[Stored data entries]
● ● ● ● ●

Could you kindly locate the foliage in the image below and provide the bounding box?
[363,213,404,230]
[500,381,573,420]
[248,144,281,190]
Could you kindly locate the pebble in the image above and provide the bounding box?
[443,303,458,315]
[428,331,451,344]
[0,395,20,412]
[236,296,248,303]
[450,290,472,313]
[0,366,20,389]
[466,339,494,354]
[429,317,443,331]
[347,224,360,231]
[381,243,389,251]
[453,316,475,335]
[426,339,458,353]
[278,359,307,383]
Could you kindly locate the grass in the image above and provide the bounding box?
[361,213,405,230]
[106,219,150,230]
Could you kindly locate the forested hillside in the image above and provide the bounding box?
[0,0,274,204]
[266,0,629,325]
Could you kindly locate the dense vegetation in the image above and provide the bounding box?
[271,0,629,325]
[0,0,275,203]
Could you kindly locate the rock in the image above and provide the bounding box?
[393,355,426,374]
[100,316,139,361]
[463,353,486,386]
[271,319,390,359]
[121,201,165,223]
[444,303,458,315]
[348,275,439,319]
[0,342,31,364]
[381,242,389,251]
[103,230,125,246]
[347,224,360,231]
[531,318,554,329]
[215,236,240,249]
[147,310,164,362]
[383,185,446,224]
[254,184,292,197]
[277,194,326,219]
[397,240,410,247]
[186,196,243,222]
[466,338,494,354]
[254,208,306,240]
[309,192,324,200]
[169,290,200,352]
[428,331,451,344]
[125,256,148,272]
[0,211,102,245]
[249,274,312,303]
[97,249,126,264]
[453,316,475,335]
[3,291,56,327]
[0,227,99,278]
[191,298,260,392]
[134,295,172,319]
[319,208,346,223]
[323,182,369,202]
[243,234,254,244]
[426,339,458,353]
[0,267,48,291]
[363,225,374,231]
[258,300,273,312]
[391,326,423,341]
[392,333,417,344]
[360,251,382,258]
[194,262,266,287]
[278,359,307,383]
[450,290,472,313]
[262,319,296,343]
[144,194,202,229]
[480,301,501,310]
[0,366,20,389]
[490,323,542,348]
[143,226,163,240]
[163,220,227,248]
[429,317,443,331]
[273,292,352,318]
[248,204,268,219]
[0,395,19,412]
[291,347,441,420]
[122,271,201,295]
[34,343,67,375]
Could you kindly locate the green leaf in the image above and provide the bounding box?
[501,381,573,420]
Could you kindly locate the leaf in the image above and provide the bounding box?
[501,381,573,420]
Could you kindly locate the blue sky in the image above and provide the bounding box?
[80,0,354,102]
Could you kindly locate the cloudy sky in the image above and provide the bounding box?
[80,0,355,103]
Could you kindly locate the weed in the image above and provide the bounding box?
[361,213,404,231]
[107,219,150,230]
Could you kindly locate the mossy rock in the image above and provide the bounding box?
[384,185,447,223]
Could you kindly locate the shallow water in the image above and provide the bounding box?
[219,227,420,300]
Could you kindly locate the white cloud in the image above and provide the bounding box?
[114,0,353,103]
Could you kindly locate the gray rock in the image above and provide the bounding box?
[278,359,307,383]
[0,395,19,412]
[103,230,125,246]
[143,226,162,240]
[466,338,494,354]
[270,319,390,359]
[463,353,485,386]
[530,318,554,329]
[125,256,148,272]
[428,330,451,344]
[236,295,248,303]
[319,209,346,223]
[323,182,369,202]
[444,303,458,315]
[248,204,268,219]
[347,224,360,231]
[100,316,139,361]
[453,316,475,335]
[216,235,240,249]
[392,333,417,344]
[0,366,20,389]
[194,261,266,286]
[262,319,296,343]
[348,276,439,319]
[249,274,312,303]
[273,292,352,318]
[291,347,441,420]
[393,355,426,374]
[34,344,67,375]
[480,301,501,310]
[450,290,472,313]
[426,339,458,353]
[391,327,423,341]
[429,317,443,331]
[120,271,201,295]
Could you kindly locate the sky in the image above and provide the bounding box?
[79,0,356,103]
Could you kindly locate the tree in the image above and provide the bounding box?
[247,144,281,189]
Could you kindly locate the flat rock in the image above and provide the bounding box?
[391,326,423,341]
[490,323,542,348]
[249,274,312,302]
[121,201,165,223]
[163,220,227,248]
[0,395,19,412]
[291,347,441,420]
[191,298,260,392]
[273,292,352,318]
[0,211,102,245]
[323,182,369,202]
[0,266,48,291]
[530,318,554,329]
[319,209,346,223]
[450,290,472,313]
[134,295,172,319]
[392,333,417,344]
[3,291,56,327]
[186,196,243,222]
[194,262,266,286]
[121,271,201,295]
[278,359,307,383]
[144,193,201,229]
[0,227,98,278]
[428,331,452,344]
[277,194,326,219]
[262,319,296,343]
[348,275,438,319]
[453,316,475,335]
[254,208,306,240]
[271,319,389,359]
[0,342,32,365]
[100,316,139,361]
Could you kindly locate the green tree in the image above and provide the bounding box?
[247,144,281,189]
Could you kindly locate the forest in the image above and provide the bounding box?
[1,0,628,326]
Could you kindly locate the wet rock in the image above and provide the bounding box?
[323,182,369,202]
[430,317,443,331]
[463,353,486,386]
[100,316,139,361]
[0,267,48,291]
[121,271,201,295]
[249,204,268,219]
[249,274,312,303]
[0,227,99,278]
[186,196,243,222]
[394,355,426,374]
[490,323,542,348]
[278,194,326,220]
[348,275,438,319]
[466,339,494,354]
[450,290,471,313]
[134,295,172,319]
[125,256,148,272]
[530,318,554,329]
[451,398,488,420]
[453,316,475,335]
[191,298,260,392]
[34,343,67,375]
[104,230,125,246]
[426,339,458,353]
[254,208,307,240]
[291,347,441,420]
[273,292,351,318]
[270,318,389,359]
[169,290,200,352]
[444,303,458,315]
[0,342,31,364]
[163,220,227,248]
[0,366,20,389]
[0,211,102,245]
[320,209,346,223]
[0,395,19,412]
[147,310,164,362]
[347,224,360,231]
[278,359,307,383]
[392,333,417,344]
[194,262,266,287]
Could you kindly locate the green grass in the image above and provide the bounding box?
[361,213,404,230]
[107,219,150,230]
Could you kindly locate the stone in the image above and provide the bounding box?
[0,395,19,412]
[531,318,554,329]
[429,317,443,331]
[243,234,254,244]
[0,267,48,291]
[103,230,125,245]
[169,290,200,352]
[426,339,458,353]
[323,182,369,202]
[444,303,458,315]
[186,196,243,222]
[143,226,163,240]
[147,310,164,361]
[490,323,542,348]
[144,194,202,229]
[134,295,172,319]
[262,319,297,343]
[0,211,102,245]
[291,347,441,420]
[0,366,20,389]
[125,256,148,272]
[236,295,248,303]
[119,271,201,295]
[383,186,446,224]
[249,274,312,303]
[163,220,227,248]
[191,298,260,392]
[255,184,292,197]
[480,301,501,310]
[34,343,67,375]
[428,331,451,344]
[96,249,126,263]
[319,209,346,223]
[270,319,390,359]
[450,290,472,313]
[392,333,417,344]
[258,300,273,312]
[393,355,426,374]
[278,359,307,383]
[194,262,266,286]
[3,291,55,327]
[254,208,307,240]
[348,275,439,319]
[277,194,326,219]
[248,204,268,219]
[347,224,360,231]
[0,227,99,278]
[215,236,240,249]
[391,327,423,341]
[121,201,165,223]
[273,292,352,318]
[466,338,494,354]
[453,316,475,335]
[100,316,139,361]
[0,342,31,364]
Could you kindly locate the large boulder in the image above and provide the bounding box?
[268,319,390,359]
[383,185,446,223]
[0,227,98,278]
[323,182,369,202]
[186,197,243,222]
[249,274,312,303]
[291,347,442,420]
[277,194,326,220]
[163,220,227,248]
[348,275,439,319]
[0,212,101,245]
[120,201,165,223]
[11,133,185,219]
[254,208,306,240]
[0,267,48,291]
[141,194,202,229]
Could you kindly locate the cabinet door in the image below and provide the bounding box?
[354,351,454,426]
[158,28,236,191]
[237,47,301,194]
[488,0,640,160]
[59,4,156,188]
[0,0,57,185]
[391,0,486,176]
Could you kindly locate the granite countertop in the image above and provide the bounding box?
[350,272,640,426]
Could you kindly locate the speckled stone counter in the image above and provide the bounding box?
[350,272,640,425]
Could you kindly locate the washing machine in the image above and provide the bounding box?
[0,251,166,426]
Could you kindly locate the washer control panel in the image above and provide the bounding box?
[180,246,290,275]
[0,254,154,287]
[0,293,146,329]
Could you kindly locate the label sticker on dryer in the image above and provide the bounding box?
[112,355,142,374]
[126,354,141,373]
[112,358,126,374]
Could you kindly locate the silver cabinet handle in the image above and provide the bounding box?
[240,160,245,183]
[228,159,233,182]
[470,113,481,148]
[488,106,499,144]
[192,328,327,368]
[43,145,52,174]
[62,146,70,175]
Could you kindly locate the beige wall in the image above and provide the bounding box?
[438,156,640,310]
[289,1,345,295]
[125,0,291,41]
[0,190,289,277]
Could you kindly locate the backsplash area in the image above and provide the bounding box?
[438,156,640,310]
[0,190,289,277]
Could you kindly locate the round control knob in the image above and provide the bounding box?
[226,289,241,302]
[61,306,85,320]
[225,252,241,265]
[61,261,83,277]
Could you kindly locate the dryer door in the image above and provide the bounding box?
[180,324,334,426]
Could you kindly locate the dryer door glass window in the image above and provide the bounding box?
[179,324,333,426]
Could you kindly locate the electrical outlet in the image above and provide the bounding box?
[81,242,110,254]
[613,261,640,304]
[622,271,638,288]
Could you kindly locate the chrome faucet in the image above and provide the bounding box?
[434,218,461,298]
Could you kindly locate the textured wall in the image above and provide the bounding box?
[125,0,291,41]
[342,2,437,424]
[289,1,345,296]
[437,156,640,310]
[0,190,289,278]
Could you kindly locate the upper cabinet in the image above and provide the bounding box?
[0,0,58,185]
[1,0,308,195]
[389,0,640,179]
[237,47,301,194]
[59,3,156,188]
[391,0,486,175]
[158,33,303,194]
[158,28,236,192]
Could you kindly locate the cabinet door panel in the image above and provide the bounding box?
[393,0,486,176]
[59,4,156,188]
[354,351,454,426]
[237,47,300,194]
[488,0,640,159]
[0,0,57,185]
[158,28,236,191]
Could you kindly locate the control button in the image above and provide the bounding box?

● ● ● ● ●

*WHAT YOU NEED TO DO*. Only the line containing "Could you kindly locate the dryer door glass" and the lines after it, through the end of the data, should be copied, exactly as they are.

*THE ANSWER*.
Could you kindly locate the dryer door glass window in the image above and provide the bounding box?
[179,324,333,426]
Could you kindly locate the electrical outlet in the image above and provide the bounding box?
[81,242,110,254]
[613,261,640,304]
[622,271,638,288]
Could you kindly locate the chrome faucet in the image above and provide the bounding box?
[434,218,461,298]
Could you kindly locate the textured wall in the image above and provide the bounding box?
[125,0,291,41]
[342,2,437,424]
[289,1,345,296]
[437,156,640,310]
[0,190,289,278]
Could you kindly locate the upper cabinet in the image above and provide the bounding box?
[0,0,58,185]
[1,0,308,195]
[389,0,640,179]
[237,47,301,194]
[59,3,156,188]
[391,0,486,175]
[158,33,303,194]
[158,28,236,192]
Could you kindly locate the cabinet door panel in the image above and provide the bounding box?
[393,0,486,176]
[59,4,156,188]
[354,351,454,426]
[237,47,300,194]
[488,0,640,159]
[0,0,57,185]
[158,28,236,191]
Could you kindly locate the control button in the image above and provide the bounding box?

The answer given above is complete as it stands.